**Task item**
Could you transcribe all the entries exactly, omitting the pictures?

-------- Data excerpts

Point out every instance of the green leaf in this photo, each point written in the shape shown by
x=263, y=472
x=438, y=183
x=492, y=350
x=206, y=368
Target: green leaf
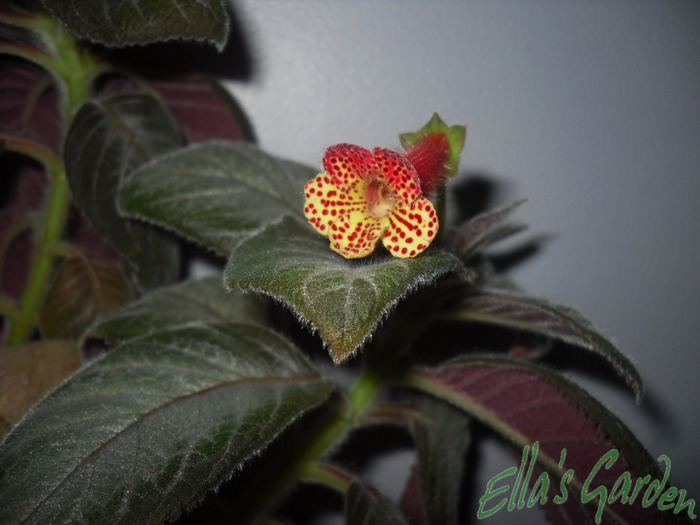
x=117, y=23
x=366, y=506
x=484, y=229
x=441, y=435
x=520, y=312
x=217, y=193
x=190, y=303
x=345, y=300
x=525, y=404
x=145, y=432
x=106, y=141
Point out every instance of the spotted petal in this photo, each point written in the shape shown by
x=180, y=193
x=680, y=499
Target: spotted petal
x=412, y=228
x=397, y=174
x=347, y=164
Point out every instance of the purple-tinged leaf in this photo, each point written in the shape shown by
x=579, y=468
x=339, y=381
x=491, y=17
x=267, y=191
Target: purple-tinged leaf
x=365, y=506
x=116, y=23
x=29, y=371
x=29, y=104
x=18, y=30
x=527, y=404
x=485, y=229
x=83, y=290
x=441, y=435
x=17, y=221
x=536, y=316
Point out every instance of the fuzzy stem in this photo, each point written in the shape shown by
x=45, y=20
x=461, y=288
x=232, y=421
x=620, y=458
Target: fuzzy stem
x=40, y=272
x=73, y=71
x=304, y=464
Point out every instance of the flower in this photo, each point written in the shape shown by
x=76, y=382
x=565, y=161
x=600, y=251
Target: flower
x=364, y=196
x=434, y=151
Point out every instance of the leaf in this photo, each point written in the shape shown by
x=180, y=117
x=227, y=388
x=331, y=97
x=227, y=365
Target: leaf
x=28, y=371
x=190, y=303
x=520, y=312
x=366, y=506
x=484, y=229
x=344, y=299
x=30, y=102
x=441, y=435
x=106, y=141
x=216, y=193
x=83, y=290
x=525, y=404
x=116, y=23
x=204, y=109
x=146, y=431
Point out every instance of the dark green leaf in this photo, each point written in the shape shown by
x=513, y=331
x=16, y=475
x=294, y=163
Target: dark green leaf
x=441, y=435
x=146, y=431
x=366, y=506
x=190, y=303
x=204, y=109
x=485, y=229
x=344, y=299
x=106, y=141
x=526, y=404
x=117, y=23
x=520, y=312
x=217, y=193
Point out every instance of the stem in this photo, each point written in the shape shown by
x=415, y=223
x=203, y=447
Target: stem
x=304, y=463
x=359, y=397
x=73, y=71
x=40, y=272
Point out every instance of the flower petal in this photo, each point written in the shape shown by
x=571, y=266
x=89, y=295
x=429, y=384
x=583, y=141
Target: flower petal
x=316, y=208
x=356, y=234
x=397, y=174
x=411, y=228
x=347, y=164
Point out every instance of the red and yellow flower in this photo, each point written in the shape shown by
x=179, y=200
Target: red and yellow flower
x=364, y=196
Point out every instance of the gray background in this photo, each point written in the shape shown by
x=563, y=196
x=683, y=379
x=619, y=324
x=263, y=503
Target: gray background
x=589, y=108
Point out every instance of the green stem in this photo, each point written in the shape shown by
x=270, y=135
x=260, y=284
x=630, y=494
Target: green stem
x=304, y=463
x=74, y=70
x=359, y=397
x=40, y=272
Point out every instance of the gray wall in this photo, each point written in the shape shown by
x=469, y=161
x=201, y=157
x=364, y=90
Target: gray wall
x=589, y=108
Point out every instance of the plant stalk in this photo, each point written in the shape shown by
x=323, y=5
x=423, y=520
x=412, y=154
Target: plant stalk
x=73, y=70
x=304, y=465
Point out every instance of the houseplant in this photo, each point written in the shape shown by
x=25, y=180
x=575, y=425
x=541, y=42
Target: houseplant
x=194, y=385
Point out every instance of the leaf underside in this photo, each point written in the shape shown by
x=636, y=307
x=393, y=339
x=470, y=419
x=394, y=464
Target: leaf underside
x=118, y=24
x=519, y=312
x=526, y=403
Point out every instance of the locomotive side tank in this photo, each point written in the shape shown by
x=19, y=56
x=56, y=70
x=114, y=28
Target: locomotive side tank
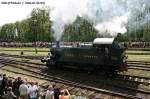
x=103, y=54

----------------

**Response**
Point out every instance of the green leaf in this photo, each point written in the shape shown by
x=263, y=472
x=438, y=183
x=492, y=350
x=206, y=368
Target: green leaf
x=117, y=23
x=366, y=506
x=484, y=229
x=441, y=435
x=520, y=312
x=217, y=193
x=190, y=303
x=345, y=300
x=525, y=404
x=145, y=432
x=106, y=141
Point out every instance of the spotted petal in this photo, each point written in the shape shown by
x=180, y=193
x=680, y=499
Target: spotted petal
x=412, y=228
x=397, y=174
x=347, y=164
Point out every instance of the purple-tinged leaf in this photo, each point written in the shape shown by
x=579, y=468
x=339, y=381
x=491, y=17
x=267, y=191
Target: purple-tinged leaf
x=365, y=506
x=116, y=23
x=29, y=371
x=29, y=104
x=18, y=30
x=527, y=404
x=485, y=229
x=83, y=290
x=441, y=435
x=17, y=221
x=536, y=316
Point out every instance of the fuzzy stem in this photo, each point written in the shape shown by
x=45, y=20
x=461, y=288
x=232, y=421
x=620, y=458
Target: fuzzy stem
x=40, y=272
x=73, y=71
x=304, y=464
Point out every instance of the flower in this photo, each point written in the shape shown by
x=76, y=382
x=565, y=161
x=600, y=251
Target: flower
x=364, y=196
x=434, y=151
Point out every instance of the leaf in this photo, each point written in the shape shown by
x=180, y=117
x=227, y=388
x=331, y=97
x=227, y=365
Target: leaf
x=28, y=371
x=190, y=303
x=520, y=312
x=366, y=506
x=484, y=229
x=344, y=299
x=30, y=102
x=441, y=435
x=106, y=141
x=216, y=193
x=83, y=290
x=525, y=404
x=116, y=23
x=204, y=109
x=146, y=431
Point out every instance of the dark green leaf in this photo, each point written in the shape shown by
x=513, y=331
x=16, y=475
x=294, y=163
Target: dark green leaf
x=441, y=435
x=146, y=431
x=366, y=506
x=190, y=303
x=204, y=109
x=485, y=229
x=344, y=299
x=106, y=141
x=526, y=404
x=117, y=23
x=520, y=312
x=217, y=193
Point out every instance of the stem in this photo, each point written in the shape shown by
x=415, y=223
x=203, y=447
Target: stem
x=304, y=463
x=359, y=397
x=73, y=71
x=40, y=272
Point out every instance of the flower petal in this photo, each point written in the shape shown by
x=571, y=266
x=89, y=295
x=429, y=384
x=583, y=141
Target: flower petal
x=316, y=208
x=356, y=234
x=397, y=174
x=411, y=228
x=347, y=164
Point out every instance of the red and yellow flower in this photo, each point written in the shape shown by
x=179, y=200
Target: red and yellow flower
x=364, y=196
Point out every instance of the gray background in this photo, each point written in the shape shown by
x=563, y=196
x=683, y=379
x=619, y=324
x=263, y=503
Target: gray background
x=589, y=108
Point out every instance of the green stem in this photo, each point written in the shape shown by
x=270, y=135
x=260, y=284
x=630, y=494
Target: green stem
x=304, y=463
x=74, y=70
x=359, y=397
x=40, y=272
Point out every instance of the gray wall in this photo, each point written in the shape shown by
x=469, y=161
x=201, y=157
x=364, y=90
Target: gray wall
x=589, y=108
Point out every instance of the plant stalk in this photo, each point written in the shape shown by
x=323, y=5
x=423, y=520
x=412, y=154
Target: plant stalk
x=73, y=70
x=304, y=465
Point out every instance of the houseplant in this photo, each point written in the shape shown by
x=25, y=180
x=575, y=425
x=541, y=42
Target: houseplant
x=194, y=385
Point out every instance of the leaf underside in this photo, each point written in the shape shown by
x=636, y=307
x=393, y=339
x=470, y=419
x=394, y=464
Target: leaf underside
x=118, y=24
x=519, y=312
x=526, y=403
Point out every instance of the locomotive side tank in this photo, each point written in the shape shown by
x=19, y=56
x=56, y=70
x=114, y=28
Target: locomotive side tank
x=103, y=54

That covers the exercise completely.